SOURCE EXTRACT —
↓↓↓

If we look at the Roofline model in Figure 1 .2, we would conclude both stencils are likely compute-limited, although further optimization will quickly make the 7-point memory-limited. After full tuning of the 7-point stencil, we see an improvement of 4.4× at full concurrency. Similarly, for the 27-point stencil, performance improves by a factor of 2.9× at full concurrency.
Victoria Falls Performance
Like the Blue Gene/P, the Victoria Falls does not exploit cache bypass. Moreover, it is a highly multi-threaded architecture with low-associativity caches. Initially, if we look at the performance of our reference 7-point stencil implementation in Figure 1 .5, we see that the we attain 0.16 GStencil/s (1.29 GFlop/s) at 4 cores, but only 0.09 GStencil/s (0.70 GFlop/s) using all 16 cores! Clearly the machine's resources are not being utilized properly. Now, as we begin to optimize, we find that properly-tuned padding improves performance by 4.8× using 8 cores and 3.4× when employing all 16 cores. The padding optimization produces much larger speedups on Victoria Falls than for all previous architectures, primarily due to the low associativity of its caches.The highly multithreaded nature of the architecture results in each thread receiving only 64 KB of L2 cache. Consequently, core blocking also becomes vital, and, as expected, produces large gains across all core counts.
A new optimization that we introduced specifically for Victoria Falls was thread blocking. In the original implementation of the stencil code, each core block is processed by only one thread. When the code is thread blocked, threads are clustered into groups of 8; these groups work collectively on one core block at a time. When thread blocked, we see a 3% performance improvement with 8 cores and a 12% improvement when using all 16 cores. However, the automated search to identify the best parameters was relatively lengthy, since the parameter space is larger than conventional threading optimizations.
Finally, we also saw a small improvement when we performed a second pass through our greedy algorithm. For the higher core counts, this improved performance by about 0.025 GStencil/s (0.20 GFlop/s). Overall, the tuning for the 7-point stencil resulted in a 8.7× speedup at maximum concurrency and a 8.6× parallel speedup as we scale to 16 cores.

↑↑↑

GIVEN EXERCISE 1 — Based on the passage about stencil tuning on Victoria Falls, decide whether each statement agrees with it. Answer yes or no for each, and quote the passage's deciding words exactly. (a) Thread blocking puts threads into groups of 8. (b) Victoria Falls exploits cache bypass. (c) Each thread on Victoria Falls gets 128 KB of L2 cache.
GIVEN EXERCISE 2 — Carry on the passage about stencil tuning on Victoria Falls from the point where it stops.
The data after this passage comes from a different source.

MATERIAL PROVIDED —
↓↓↓

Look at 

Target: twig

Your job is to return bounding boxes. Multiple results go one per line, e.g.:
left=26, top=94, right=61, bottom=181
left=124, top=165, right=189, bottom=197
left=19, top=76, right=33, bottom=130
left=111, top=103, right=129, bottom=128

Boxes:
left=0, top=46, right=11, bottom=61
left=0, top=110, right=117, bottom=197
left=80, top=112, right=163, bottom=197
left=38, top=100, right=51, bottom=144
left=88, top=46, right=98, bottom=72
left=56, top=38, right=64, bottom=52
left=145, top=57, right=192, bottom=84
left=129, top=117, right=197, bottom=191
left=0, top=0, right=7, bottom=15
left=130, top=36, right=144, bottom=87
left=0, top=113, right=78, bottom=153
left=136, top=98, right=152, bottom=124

↑↑↑

FINAL ANSWER 1 —
(a) Yes: "threads are clustered into groups of 8"
(b) No: "Like the Blue Gene/P, the Victoria Falls does not exploit cache bypass."
(c) No: "each thread receiving only 64 KB of L2 cache"

FINAL ANSWER 2 —
For the 27-point stencil, shown in Figure 1 .6, the reference implementation scales well. Nonetheless, auto-tuning was still able to achieve significantly better results than the reference implementation alone. Many optimizations combined together to improve performance, including array padding, core blocking, common subexpression elimination, and a second sweep of the greedy algorithm. After full tuning, performance improved by 1.8× when using all 16 cores, and we also see parallel scaling of 13.1× when scaling to 16 cores. The fact that we almost achieve linear scaling strongly hints that it is computebound. This is confirmed by examining the Roofline model in Figure 1 .2.
The Victoria Falls performance results are even more impressive considering that one must regiment 128 threads to perform one operation; this is 8 times as many as the Nehalem, 16 times more than either the Barcelona or Clovertown, and 32 times more than the Blue Gene/P.
Cell Performance
The Cell blade is the first of two local store architectures discussed in this study. Recall that generic microprocessor-targeted source code cannot be naïvely compiled and executed on the SPE's software controlled memory hierarchy. Therefore, we use a local-store implementation as the baseline performance for our analysis. It should be noted this baseline implementation naïvely blocks the code for the local store. Our Cell-optimized version utilizes an auto-tuned circular queue algorithm that searches for the optimal local store and register blockings.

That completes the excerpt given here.